For example, the person’s hand might pick up an object, touch their face, or button their shirt without any conscious input. Sometimes the hand might engage in counterproductive actions, such as closing a door that the other hand just opened. In some extreme cases, the hand has tried to harm the patient by choking them.
People with alien hand syndrome often feel like their hand is foreign. However, they do not deny ownership of their hand, as occurs in other neurological disorders, such as left neglect.
Rehabilitation for Corpus Callosum Damage
Rehabilitation after neurological injury revolves around the phenomenon of neuroplasticity: the mechanism the brain uses to heal and rewire itself. When the corpus callosum sustains damage, neuroplasticity allows other healthy areas of the brain to take on (or compensate for) lost function.
Many of the effects of corpus callosum damage can be remedied, at least partially, through rehabilitation. Because the effects of this brain injury can include cognitive, motor, and speech impairments, the rehabilitation process may involve working alongside several different therapists.
Speech & Cognitive Therapy
Individuals that experience facial movement problems, pseudobulbar palsy, or speech ataxia can benefit from speech therapy exercises. Every brain injury is different, so a speech-language pathologist can help choose the most appropriate exercises for each individual’s specific needs. For example, individuals with dysphagia may practice swallowing exercises during their speech therapy sessions in order to help make eating safer and more efficient.
For those who develop cognitive impairments such as memory loss or executive dysfunction, cognitive rehab exercises can be helpful. These exercises challenge the person to practice various cognitive skills that may have been affected by corpus callosum damage.
For example, if attention has become impaired, a cognitive exercise like symbol hunting can help retrain attention. When practiced consistently, cognitive exercises help activate neuroplasticity and encourage cognitive function to improve over time.
This symbol hunting exercise is an example from the CT Speech & Cognitive Therapy App. The app contains an expansive library of different speech and cognitive exercises that patients can practice at home to maximize their recovery.
Physical & Occupational Therapy
When corpus callosum damage causes difficulty with movement, physical and occupational therapists can help survivors regain function through therapeutic exercises and activities. Physical therapists can provide specific rehab exercises that target balance, coordination, and mobility to help improve function, even with motor ataxia. Occupational therapists can also help survivors regain independence with activities of daily living such as dressing, preparing meals, and bathing.
Unfortunately, there are very few treatments available for alien hand syndrome and more research is still needed. However, some studies have shown promising results using mirror box therapy.
In the meantime, occupational therapists can help individuals adapt to using only one hand and provide helpful methods to compensate for the uncontrollable hand. In extreme cases, a sling may be necessary to prevent the arm from moving or causing harm.
Understanding Corpus Callosum Damage
The corpus callosum is a crucial brain structure that connects the right and left hemispheres. Damage to this structure can cause cognitive and physical effects and, in rare cases, alien hand syndrome.
Fortunately, there are many therapy techniques available that can help after corpus callosum damage. Individuals with impaired balance and coordination (ataxia) can benefit from physical and occupational therapy. Others with speech difficulties, such as apraxia of speech or swallowing difficulties, can benefit from speech therapy.
The key to recovery is to activate neuroplasticity through therapeutic exercises. With time and diligence, survivors of corpus callosum damage can maximize their chances of recovery and improve function with daily activities.

Region pointing data:

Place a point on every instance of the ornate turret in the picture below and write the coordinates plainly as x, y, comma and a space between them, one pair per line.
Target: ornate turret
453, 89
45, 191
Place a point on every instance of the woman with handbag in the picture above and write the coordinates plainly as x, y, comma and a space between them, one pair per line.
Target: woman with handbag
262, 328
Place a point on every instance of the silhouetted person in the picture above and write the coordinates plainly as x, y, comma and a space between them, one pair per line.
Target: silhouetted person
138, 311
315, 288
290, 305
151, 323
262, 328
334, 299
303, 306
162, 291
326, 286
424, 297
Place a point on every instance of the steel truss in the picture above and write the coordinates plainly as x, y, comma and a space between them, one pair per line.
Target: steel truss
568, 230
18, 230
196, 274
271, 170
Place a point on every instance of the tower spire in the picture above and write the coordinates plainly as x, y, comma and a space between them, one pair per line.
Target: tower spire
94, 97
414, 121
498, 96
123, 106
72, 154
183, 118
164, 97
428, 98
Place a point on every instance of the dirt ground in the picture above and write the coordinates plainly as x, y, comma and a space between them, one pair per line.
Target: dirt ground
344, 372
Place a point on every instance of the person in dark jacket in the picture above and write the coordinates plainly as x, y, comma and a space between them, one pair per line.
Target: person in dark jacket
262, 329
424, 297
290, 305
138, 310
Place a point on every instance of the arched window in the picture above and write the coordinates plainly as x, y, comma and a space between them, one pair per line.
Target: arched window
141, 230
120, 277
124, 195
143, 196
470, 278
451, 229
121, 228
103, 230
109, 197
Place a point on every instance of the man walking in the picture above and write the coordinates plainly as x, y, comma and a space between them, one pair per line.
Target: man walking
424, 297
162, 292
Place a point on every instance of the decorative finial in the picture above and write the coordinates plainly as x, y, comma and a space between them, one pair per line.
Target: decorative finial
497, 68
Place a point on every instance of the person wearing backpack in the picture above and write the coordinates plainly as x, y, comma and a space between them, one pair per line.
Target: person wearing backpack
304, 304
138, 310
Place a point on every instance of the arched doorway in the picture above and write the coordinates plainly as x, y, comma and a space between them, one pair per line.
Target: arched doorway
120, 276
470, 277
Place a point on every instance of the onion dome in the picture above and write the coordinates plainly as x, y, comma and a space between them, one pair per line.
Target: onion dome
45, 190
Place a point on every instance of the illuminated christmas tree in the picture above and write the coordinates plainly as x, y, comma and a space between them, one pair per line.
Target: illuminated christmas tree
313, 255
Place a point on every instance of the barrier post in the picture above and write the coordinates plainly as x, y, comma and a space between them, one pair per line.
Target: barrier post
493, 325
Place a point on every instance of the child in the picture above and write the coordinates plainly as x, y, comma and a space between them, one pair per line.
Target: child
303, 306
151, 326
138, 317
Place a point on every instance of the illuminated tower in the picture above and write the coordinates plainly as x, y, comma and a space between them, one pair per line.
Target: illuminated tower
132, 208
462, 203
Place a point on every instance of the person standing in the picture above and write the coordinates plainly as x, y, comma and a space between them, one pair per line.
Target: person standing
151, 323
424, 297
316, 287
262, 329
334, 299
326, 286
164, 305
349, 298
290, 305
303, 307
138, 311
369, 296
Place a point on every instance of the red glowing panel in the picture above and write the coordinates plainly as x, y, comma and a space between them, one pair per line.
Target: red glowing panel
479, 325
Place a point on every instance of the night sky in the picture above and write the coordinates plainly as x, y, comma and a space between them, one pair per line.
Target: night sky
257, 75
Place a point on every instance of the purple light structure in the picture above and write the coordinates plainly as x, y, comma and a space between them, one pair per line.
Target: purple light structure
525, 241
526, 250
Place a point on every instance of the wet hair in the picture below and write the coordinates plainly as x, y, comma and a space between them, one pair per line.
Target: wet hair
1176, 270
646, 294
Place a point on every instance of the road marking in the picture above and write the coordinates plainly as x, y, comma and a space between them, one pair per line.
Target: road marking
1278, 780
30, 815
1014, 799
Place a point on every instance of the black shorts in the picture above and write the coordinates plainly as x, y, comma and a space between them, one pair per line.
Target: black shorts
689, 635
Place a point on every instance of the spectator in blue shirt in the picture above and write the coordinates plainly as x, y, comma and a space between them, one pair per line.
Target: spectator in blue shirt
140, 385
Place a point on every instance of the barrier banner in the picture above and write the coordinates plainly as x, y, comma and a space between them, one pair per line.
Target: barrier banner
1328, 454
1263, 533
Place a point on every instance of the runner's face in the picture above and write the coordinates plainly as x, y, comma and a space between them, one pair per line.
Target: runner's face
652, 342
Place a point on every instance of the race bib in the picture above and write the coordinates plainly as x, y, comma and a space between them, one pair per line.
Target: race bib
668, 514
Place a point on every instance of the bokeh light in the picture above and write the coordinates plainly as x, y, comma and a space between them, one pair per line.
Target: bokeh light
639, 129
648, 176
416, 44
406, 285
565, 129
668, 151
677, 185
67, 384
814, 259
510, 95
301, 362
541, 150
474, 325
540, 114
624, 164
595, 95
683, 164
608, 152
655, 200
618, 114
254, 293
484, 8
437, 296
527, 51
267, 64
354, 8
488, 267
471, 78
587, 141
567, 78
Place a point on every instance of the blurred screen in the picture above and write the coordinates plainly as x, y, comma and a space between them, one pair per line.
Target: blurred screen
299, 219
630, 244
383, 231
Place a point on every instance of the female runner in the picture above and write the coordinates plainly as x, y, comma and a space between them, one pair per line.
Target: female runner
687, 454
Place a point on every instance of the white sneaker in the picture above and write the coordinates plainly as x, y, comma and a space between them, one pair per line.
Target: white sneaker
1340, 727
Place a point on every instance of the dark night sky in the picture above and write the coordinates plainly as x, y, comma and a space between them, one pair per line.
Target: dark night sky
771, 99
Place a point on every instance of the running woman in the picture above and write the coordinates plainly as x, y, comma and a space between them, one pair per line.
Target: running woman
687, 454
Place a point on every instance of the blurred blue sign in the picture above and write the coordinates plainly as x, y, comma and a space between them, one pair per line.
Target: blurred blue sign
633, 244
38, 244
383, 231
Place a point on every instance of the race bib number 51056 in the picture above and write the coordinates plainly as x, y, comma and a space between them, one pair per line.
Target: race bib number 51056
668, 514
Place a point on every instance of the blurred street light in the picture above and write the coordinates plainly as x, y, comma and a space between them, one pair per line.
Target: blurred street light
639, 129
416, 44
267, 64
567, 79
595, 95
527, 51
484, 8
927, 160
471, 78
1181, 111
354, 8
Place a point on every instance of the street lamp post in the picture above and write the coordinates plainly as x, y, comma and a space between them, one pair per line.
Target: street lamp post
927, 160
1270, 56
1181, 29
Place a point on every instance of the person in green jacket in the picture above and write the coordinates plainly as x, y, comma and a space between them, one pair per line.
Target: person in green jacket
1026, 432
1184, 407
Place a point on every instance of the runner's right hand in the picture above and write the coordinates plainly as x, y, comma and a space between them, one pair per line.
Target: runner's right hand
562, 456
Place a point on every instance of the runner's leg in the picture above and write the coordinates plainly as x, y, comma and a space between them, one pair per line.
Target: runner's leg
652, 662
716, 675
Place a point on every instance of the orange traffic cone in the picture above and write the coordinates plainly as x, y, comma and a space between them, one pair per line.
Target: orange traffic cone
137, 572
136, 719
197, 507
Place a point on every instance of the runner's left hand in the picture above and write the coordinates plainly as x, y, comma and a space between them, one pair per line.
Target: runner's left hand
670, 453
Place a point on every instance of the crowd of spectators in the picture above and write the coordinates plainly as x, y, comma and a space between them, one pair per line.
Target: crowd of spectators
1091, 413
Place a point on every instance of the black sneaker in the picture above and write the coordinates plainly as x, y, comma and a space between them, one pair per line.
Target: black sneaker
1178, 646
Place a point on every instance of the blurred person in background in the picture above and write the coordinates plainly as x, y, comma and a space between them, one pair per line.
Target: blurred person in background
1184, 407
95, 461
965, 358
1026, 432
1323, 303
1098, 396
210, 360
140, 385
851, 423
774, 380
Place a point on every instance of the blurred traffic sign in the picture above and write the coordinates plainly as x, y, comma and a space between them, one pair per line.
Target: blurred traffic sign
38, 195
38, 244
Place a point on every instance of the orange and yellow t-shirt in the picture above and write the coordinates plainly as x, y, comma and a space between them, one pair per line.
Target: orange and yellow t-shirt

#### REQUIRED ACTIONS
(1) Quote the corpus callosum text word for word, everything from "Rehabilitation for Corpus" down to "for) lost function.".
(2) Using the corpus callosum text, state whether each statement agrees with it. Answer yes or no, and quote the deciding words.
(a) People with alien hand syndrome deny that their hand belongs to them.
(b) Some studies have found mirror box therapy promising for alien hand syndrome.
(c) Occupational therapists can help survivors with dressing, preparing meals, and bathing.
(3) Answer these questions from the corpus callosum text.
(a) Which exercise is given as an example for retraining impaired attention?
(b) What may be necessary in extreme cases to keep the uncontrollable arm from moving or causing harm?
(c) Which two parts of the brain does the corpus callosum connect?

#### RESULTS BY TASK
(1)
Rehabilitation for Corpus Callosum Damage
Rehabilitation after neurological injury revolves around the phenomenon of neuroplasticity: the mechanism the brain uses to heal and rewire itself. When the corpus callosum sustains damage, neuroplasticity allows other healthy areas of the brain to take on (or compensate for) lost function.

(2)
(a) No: "they do not deny ownership of their hand"
(b) Yes: "some studies have shown promising results using mirror box therapy"
(c) Yes: "Occupational therapists can also help survivors regain independence with activities of daily living such as dressing, preparing meals, and bathing"

(3)
(a) Symbol hunting
(b) A sling
(c) The right and left hemispheres